- [Work to complete]: The entries below should be output exactly as written.

- [Dataset entries]:

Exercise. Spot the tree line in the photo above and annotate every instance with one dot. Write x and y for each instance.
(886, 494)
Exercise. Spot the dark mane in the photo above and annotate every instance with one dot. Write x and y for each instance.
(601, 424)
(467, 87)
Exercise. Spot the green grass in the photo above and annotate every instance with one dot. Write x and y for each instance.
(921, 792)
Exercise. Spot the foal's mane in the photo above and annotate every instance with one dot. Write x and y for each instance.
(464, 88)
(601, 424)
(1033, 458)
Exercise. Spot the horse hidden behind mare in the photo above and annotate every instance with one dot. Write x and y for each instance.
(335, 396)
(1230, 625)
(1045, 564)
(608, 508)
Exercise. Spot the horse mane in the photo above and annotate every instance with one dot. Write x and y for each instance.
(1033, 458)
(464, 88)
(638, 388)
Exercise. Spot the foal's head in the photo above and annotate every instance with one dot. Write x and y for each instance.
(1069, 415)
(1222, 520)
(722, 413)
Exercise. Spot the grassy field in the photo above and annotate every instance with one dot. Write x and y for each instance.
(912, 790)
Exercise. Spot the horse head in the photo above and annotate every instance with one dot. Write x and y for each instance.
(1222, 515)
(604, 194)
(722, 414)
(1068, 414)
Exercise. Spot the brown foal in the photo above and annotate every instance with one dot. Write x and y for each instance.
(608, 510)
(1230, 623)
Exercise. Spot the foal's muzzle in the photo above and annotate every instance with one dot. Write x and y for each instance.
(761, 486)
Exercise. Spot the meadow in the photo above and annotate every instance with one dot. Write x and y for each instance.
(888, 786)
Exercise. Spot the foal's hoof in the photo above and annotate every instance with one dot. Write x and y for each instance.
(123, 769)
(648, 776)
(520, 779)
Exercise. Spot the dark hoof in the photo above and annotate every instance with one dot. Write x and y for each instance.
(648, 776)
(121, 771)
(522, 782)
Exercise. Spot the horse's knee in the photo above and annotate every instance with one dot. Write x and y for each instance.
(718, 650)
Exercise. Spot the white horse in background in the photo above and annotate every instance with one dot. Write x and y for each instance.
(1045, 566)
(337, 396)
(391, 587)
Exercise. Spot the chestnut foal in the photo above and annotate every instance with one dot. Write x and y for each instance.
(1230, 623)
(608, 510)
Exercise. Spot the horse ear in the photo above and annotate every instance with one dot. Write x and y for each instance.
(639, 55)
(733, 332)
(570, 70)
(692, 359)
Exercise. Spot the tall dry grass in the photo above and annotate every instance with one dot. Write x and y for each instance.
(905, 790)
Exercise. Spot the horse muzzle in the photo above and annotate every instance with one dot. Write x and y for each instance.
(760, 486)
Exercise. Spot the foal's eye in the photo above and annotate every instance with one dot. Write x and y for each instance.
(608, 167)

- [Your response]:
Exercise. Spot the tree line in the photo above and annotate every instance with one dot. Write x and y for each instance.
(886, 494)
Exercise. Spot the dark mane in the photo above and annotate every instance with one dot. Write x and y for each instance.
(601, 424)
(467, 87)
Exercise. Spot the green grass in the photo above and annotate every instance with one dot. Write x and y for each instance.
(921, 792)
Exercise. Spot the foal's mane in the photo above and annotate every instance with one dot. Write x and y for each instance.
(464, 88)
(601, 424)
(1033, 458)
Exercise. Spot the horse hidden behind mare in the photo above and annotate every instance with one dot. Write x and y for each instance.
(335, 396)
(1230, 625)
(1045, 564)
(608, 508)
Exercise. Spot the horse mane in the photo above and annotate every instance with one dot. Write x and y for each instance.
(1033, 458)
(464, 88)
(638, 388)
Exercise. Spot the foal's head in the photo above and annotate every instance with one dot. Write x and y for each instance.
(1069, 415)
(1222, 520)
(722, 413)
Exercise. Spot the grassy field in the photo above and annotate every instance with one dot. Write x and y for each instance.
(912, 790)
Exercise. Spot the horse head in the photo above and annotate every instance with one dot. Write x and y for each instance.
(1222, 515)
(604, 194)
(722, 414)
(1068, 414)
Exercise. Spot the brown foal in the photo above and annotate every instance with one dot. Write x and y for each instance.
(608, 510)
(1230, 623)
Exercise. Spot the foal's muzzle in the photo above and annotate every instance with one dot. Write x and y for each instance.
(761, 486)
Exercise. Spot the meadow in the photo above and annotate every instance with one dot. Write x and y for each instance.
(888, 786)
Exercise. Spot the foal's hoof in the photo above and annotate every instance with one dot. Write x and y for each instance.
(123, 769)
(648, 776)
(520, 779)
Exercise. Spot the dark hoof in the photo above and annotate every instance with one dot. Write x and y for each instance.
(648, 776)
(121, 771)
(522, 782)
Exercise. Spot the horse's knee in the photo above and annotate every instance with one dot. Write x and y for each instance.
(718, 650)
Exercise. Spot the white horse in background in the photo above and annotate every instance with one dot. Write x and y for each instance.
(1045, 566)
(337, 396)
(391, 587)
Exercise. Spot the chestnut foal in the photo above and annotate every instance with one dot. Write x and y for each instance.
(1230, 623)
(608, 510)
Exercise. Spot the horse ear in the photo above and annotate every instance with one dot. Write x and y for each instance.
(639, 55)
(733, 332)
(570, 70)
(692, 359)
Exercise. Spot the tall dry grass in the photo above and annotate every instance with one dot. Write x and y for each instance.
(905, 790)
Exercise. Spot the horse muzzle in the photo above and annotate every instance with one dot. Write x and y for each instance.
(760, 486)
Exercise. Spot the foal's eye in the photo above and annotate every instance with one dot. Write x and y for each instance.
(608, 167)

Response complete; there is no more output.